§ **TASK**:
I'd like every record written out again, exactly as it is.

(Records from a data source)
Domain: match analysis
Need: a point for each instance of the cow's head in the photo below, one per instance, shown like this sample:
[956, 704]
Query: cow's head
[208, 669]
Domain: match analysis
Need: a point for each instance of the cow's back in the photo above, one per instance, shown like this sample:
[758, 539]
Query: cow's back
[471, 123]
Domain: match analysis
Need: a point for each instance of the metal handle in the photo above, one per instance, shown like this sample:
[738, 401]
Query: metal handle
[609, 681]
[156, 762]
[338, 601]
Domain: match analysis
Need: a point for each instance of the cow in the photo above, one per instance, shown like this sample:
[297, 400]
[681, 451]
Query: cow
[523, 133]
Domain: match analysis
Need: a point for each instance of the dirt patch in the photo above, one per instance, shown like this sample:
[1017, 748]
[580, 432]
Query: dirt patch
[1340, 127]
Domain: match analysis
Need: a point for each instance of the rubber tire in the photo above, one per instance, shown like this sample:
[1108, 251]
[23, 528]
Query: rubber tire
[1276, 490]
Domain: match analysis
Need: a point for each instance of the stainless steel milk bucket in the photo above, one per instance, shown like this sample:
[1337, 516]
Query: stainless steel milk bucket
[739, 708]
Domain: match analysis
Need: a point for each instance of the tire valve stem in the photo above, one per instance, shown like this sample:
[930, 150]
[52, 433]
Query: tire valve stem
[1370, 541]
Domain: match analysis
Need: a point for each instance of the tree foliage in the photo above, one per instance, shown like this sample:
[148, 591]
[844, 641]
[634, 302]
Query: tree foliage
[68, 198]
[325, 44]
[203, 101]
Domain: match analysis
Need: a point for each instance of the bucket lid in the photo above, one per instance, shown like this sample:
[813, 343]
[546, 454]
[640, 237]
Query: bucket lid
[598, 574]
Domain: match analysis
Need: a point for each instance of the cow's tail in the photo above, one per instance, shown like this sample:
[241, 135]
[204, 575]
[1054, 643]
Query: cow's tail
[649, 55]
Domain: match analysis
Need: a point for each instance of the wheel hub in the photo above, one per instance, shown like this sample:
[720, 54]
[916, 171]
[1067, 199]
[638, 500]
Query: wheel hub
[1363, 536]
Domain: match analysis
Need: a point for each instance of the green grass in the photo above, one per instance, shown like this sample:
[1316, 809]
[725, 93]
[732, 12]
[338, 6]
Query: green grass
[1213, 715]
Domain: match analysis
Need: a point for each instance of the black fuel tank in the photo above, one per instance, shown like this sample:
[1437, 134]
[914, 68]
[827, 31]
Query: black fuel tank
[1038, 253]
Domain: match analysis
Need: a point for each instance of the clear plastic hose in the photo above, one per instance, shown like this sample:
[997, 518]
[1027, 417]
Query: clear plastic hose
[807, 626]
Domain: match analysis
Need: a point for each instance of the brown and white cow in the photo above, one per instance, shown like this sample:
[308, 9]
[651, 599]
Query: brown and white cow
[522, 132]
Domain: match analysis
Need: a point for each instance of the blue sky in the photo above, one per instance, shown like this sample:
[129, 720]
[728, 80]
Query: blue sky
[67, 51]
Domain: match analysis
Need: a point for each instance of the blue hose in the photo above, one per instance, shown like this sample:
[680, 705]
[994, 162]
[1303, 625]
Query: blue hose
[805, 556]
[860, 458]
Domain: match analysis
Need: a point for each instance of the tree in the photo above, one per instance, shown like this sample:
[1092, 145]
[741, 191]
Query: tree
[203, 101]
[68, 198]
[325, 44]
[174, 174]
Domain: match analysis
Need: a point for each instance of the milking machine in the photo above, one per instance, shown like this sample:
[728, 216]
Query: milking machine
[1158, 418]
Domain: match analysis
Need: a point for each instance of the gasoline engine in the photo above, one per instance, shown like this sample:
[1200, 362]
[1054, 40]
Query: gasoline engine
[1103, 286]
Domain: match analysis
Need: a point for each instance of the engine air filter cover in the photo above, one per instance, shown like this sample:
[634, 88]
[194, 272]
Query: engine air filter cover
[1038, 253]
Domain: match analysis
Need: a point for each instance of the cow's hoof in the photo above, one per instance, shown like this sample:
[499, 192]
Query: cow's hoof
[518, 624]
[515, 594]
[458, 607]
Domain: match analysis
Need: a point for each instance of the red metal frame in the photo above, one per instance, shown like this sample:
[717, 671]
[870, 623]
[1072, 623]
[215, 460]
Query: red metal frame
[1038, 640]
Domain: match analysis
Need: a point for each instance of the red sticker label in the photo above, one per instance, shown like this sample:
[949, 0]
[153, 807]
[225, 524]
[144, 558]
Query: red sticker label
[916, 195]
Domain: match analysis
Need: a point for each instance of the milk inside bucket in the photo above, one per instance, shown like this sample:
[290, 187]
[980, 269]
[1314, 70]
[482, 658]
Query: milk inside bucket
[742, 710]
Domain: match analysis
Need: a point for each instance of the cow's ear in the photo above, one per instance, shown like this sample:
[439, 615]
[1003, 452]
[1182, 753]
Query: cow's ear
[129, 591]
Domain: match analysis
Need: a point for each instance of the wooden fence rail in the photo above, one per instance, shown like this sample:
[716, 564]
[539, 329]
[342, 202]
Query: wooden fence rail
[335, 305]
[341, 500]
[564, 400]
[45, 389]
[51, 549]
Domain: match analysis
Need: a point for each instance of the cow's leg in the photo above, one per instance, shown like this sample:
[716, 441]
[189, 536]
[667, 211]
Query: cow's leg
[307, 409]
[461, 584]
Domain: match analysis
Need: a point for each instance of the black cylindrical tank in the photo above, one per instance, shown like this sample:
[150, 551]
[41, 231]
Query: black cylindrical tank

§ **COMPLETED EXERCISE**:
Domain: match analysis
Need: a point for each instance of the cow's head in the photo below, one per instance, shown like this sample:
[956, 704]
Query: cow's head
[208, 669]
Domain: match analysis
Need: a point for each instance of the cow's back in the photo above, one per instance, shown like this sample:
[758, 539]
Query: cow's back
[471, 123]
Domain: match analysis
Need: a point for each instance of the metal handle in the photo above, one per instance, shown like this sample:
[738, 401]
Query: metal handle
[609, 681]
[156, 762]
[338, 601]
Domain: match analysis
Need: a point for each instance of the cow in the photo above, one per instance, shown like this sample:
[297, 400]
[681, 451]
Query: cow
[523, 133]
Domain: match analysis
Need: a point for each instance of the dirt patch in the photo above, one per instance, shown like this sample:
[1017, 748]
[580, 432]
Query: dirt patch
[1340, 127]
Domain: match analysis
Need: a point for each instance of the rubber tire in the photo above, one per instance, shown like this sample:
[1108, 251]
[23, 528]
Query: rubber tire
[1276, 490]
Domain: match analysis
Need: a point for each instance of the stainless steel milk bucket in the photo above, one per instance, shown like this sample:
[1337, 516]
Query: stainless steel milk bucket
[739, 708]
Domain: match analysis
Need: a point for each instance of the tire valve stem in the photo above, one per instance, shown like this sample:
[930, 150]
[52, 433]
Query: tire valve stem
[1370, 541]
Domain: match analysis
Need: a point for each instance of the tree foliage in the photo above, one per instance, shown like this sample:
[148, 591]
[844, 641]
[634, 302]
Query: tree foliage
[68, 198]
[325, 44]
[203, 101]
Domain: match analysis
Need: a point for each instance of the bucket lid in the photo above, one per instance, shown like this sample:
[813, 343]
[546, 454]
[640, 237]
Query: bucket lid
[598, 574]
Domain: match analysis
Need: a point for each instance of the cow's tail in the photo above, one per instance, shown like this sample:
[241, 135]
[204, 575]
[1054, 643]
Query: cow's tail
[649, 55]
Domain: match analysis
Need: a point for each instance of the wheel hub in the photo above, one per instance, shown like this sample:
[720, 54]
[916, 171]
[1067, 199]
[638, 500]
Query: wheel hub
[1363, 536]
Domain: match analysis
Need: a point for each instance of the green grass in the photo above, one per instance, shown like this sample:
[1316, 809]
[725, 93]
[732, 12]
[338, 6]
Query: green grass
[1213, 715]
Domain: match analysis
Need: a point for each instance of the black fuel tank in the photo above, one per instance, shown like this sample:
[1437, 134]
[914, 68]
[827, 31]
Query: black fuel tank
[1038, 253]
Domain: match analysis
Need: a point for each instance of the clear plastic hose in the photo above, one per instance, shown like this sample:
[997, 518]
[1027, 417]
Query: clear plastic hose
[807, 626]
Domain: match analysis
Need: a point for each instance of the brown and white cow in the photo above, one per instance, shown like this sample:
[308, 9]
[651, 599]
Query: brown and white cow
[522, 132]
Domain: match analysis
Need: a point for each instance of the blue sky in the photo above, one per instance, shown like this sample:
[129, 720]
[728, 80]
Query: blue sky
[67, 51]
Domain: match analysis
Need: a point for each instance of the blue hose in the photo above, one per instance, shown like this sample:
[680, 705]
[994, 162]
[1303, 625]
Query: blue hose
[805, 556]
[860, 458]
Domain: match analysis
Need: a point for each instance of the tree in the photo above, one per instance, shown like this sample:
[1092, 145]
[741, 191]
Query: tree
[203, 101]
[68, 198]
[325, 44]
[174, 174]
Domain: match analysis
Need: a point for each instance of the milking machine in the photo above, one per instance, shown like this sample:
[728, 216]
Query: milking machine
[1158, 418]
Domain: match analysis
Need: a point for each instance of the gasoline engine in the photo above, one per instance, shown like this sample:
[1200, 362]
[1054, 40]
Query: gasoline engine
[1103, 286]
Domain: match analysis
Need: a point for each instance of the engine air filter cover in the photo above, one per instance, shown like this sample:
[634, 88]
[194, 272]
Query: engine air filter cover
[1038, 253]
Domain: match analysis
Need: a point for each instance of the cow's hoof in the photo above, one per instance, shown like this sample:
[499, 192]
Query: cow's hoof
[518, 624]
[515, 594]
[458, 607]
Domain: match analysis
Need: a point for each instance of the red metal frame in the photo above, one per instance, shown like this sample:
[717, 671]
[870, 623]
[1072, 623]
[215, 460]
Query: red metal frame
[1038, 640]
Domain: match analysis
Need: a point for each instance of the red sticker label in the photo above, one per instance, shown like this sample:
[949, 0]
[153, 807]
[225, 524]
[144, 558]
Query: red sticker label
[916, 195]
Domain: match analysis
Need: a point for each instance of the milk inside bucket in the photo above, one per instance, shown like this sample:
[290, 187]
[980, 269]
[1314, 70]
[482, 658]
Query: milk inside bucket
[742, 710]
Domain: match analysis
Need: a point for each instance of the cow's ear in the photo above, one per instance, shown like this sample:
[439, 615]
[1003, 452]
[1182, 753]
Query: cow's ear
[129, 591]
Domain: match analysis
Need: a point for each instance of the wooden fence rail in the photo above, one per instance, shown like this sample:
[716, 564]
[539, 329]
[342, 202]
Query: wooden fence rail
[335, 305]
[341, 500]
[564, 400]
[45, 389]
[51, 549]
Domain: match analysis
Need: a point for each instance of the cow's leg in the photo above, one per instance, shown like this sample:
[716, 441]
[189, 536]
[667, 211]
Query: cow's leg
[307, 409]
[461, 584]
Domain: match analysis
Need: a point for each instance of the black cylindrical tank in the photo above, one per instance, shown like this sample:
[150, 551]
[41, 231]
Query: black cylindrical tank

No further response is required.